DOCUMENT SEGMENT: Begin
When I asked on Instagram what questions people had about working in a Japanese company (outside of English teaching), the response was huge. So huge, in fact, that I had to break everything into multiple posts. This first one tackles a big topic: What is it actually like as a foreigner in a Japanese workplace? Am I treated differently? Are expectations different?
For a little background — I’ve been working in Japan for six years, all at small and medium-sized companies in the Kansai area (Kyoto/Osaka/Hyogo). I don’t have big-corporation experience, so everything here is based on my own journey in SME environments.
Do I feel included, or like an outsider? Am I treated differently as a foreigner?
Honestly… yes and no.
I’ve never felt blatantly excluded. Every company I worked for welcomed me into the team, invited me to drinking parties, events, and meetings, and treated me like part of the “company family.” And if you know Japanese company culture, you know that family doesn’t mean emotionally close — but it does mean you’re a member of the team, day in and day out.
A big reason I didn’t feel like an outsider was because I made it a point early on to:
- Learn the culture
- Learn the “why” behind things
- Ask questions
- Observe first before suggesting anything
This mindset is everything when working abroad. If you arrive with your own cultural lens and never adjust it, the people around you won’t know how to work with you. A silly example: think of Emily in Paris. She arrived, didn’t try to understand the culture, and immediately pushed her own ideas — of course people pushed back. Japan can be similar. You need curiosity and humility before anything else.
DOCUMENT SEGMENT: End
INFORMATION PROVIDED: Begin
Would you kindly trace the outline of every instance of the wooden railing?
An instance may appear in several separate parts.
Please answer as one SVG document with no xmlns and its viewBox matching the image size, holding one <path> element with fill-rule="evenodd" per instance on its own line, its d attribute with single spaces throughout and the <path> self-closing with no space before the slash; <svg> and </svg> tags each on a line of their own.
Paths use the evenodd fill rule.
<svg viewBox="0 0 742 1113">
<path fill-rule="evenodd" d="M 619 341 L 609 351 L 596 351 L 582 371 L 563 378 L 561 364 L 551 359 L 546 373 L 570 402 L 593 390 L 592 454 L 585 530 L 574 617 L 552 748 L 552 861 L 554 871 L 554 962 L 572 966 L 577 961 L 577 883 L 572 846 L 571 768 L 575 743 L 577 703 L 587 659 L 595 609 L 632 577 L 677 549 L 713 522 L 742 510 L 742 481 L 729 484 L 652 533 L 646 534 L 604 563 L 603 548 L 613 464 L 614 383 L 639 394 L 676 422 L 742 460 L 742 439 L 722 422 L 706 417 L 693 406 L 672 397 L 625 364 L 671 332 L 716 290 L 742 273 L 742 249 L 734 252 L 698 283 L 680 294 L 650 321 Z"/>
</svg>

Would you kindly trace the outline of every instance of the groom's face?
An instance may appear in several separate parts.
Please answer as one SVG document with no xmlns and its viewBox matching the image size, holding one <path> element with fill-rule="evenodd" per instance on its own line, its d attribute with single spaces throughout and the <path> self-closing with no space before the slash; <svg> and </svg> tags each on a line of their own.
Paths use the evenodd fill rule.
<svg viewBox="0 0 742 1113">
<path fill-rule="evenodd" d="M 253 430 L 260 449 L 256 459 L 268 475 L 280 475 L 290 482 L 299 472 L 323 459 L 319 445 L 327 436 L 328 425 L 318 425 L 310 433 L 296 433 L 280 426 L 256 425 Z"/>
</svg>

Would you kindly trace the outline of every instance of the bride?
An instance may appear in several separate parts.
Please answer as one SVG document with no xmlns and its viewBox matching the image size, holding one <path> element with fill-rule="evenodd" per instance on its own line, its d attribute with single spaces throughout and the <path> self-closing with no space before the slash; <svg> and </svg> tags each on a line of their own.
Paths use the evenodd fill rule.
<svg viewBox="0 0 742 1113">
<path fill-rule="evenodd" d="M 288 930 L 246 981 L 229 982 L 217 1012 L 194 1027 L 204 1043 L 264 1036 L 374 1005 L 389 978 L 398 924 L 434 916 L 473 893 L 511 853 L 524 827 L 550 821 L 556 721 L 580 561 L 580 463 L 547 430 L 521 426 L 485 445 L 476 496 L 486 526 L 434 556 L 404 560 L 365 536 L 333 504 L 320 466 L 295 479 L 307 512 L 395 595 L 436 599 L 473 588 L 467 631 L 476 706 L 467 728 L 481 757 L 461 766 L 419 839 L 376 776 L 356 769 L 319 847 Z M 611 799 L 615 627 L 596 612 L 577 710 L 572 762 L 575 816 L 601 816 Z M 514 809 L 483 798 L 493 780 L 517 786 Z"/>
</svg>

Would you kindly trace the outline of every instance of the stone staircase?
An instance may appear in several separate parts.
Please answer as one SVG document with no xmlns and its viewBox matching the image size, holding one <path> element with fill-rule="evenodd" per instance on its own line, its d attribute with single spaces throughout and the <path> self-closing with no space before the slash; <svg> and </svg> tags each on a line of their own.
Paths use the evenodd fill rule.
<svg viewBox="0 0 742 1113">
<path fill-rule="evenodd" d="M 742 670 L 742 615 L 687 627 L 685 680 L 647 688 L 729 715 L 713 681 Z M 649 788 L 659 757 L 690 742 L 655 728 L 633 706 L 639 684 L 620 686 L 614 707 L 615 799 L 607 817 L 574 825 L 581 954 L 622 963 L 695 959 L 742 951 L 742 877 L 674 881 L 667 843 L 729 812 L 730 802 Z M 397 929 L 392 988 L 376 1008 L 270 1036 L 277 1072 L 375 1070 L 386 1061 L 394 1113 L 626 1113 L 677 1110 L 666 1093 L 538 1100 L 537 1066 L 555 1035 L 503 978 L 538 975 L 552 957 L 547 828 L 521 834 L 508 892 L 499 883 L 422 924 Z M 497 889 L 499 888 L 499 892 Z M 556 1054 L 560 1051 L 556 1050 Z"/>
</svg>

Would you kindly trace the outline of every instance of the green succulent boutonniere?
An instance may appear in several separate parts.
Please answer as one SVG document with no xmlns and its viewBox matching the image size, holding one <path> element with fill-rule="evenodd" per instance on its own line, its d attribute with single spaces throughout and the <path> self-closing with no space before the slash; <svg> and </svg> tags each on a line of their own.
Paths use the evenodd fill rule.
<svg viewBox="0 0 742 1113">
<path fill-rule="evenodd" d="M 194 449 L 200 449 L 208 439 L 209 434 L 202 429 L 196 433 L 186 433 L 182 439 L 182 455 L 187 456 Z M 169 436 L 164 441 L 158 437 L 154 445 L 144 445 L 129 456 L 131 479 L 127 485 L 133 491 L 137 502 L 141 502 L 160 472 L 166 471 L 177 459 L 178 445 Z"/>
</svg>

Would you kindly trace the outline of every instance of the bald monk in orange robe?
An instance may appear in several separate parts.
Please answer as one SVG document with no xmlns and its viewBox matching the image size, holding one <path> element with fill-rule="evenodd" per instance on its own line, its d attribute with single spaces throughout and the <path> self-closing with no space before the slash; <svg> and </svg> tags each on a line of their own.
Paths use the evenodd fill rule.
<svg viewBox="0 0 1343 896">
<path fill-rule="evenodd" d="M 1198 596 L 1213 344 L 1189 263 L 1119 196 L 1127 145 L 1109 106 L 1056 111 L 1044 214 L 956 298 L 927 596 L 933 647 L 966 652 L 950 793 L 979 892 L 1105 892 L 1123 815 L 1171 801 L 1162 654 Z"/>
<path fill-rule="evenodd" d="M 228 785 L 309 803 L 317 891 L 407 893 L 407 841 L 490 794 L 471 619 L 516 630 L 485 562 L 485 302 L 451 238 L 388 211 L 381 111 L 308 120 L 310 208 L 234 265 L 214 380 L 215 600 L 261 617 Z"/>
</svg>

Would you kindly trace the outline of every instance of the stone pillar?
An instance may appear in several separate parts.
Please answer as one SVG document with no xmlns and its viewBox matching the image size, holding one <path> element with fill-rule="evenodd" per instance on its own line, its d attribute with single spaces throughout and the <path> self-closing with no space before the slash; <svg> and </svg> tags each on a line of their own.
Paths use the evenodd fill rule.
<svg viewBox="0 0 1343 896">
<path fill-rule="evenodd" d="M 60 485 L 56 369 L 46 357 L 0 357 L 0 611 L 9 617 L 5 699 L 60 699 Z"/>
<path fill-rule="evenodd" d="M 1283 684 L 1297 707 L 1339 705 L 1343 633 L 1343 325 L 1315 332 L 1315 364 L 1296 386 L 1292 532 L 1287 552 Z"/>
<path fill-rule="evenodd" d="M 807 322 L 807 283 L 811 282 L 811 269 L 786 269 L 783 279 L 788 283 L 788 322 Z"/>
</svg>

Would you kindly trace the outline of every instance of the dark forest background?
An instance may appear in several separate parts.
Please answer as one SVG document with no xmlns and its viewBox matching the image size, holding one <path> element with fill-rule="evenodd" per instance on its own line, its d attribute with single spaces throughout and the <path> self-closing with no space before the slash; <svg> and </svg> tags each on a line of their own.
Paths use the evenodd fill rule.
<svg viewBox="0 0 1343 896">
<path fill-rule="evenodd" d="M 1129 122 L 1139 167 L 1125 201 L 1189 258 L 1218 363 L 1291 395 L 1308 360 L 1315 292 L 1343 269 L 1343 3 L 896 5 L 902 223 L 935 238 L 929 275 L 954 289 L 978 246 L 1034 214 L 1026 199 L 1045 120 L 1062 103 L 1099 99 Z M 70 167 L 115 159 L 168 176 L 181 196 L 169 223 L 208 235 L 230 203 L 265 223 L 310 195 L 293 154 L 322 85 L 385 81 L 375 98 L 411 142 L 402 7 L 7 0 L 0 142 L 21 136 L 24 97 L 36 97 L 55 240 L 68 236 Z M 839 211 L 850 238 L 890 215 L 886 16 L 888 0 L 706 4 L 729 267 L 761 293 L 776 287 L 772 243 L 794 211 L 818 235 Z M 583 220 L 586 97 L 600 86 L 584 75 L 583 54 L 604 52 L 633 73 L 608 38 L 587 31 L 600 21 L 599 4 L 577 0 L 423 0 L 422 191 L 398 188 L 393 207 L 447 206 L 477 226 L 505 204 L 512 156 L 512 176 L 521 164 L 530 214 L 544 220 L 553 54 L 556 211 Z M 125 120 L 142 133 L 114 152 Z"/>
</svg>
INFORMATION PROVIDED: End
PROBLEM SET →
a) In the post about working at a Japanese company, how long has the writer been working in Japan?
b) Please list everything the writer of the post about working at a Japanese company says they made a point early on to do.

WRITTEN ANSWERS →
a) Six years.

b)
- Learn the culture
- Learn the "why" behind things
- Ask questions
- Observe first before suggesting anything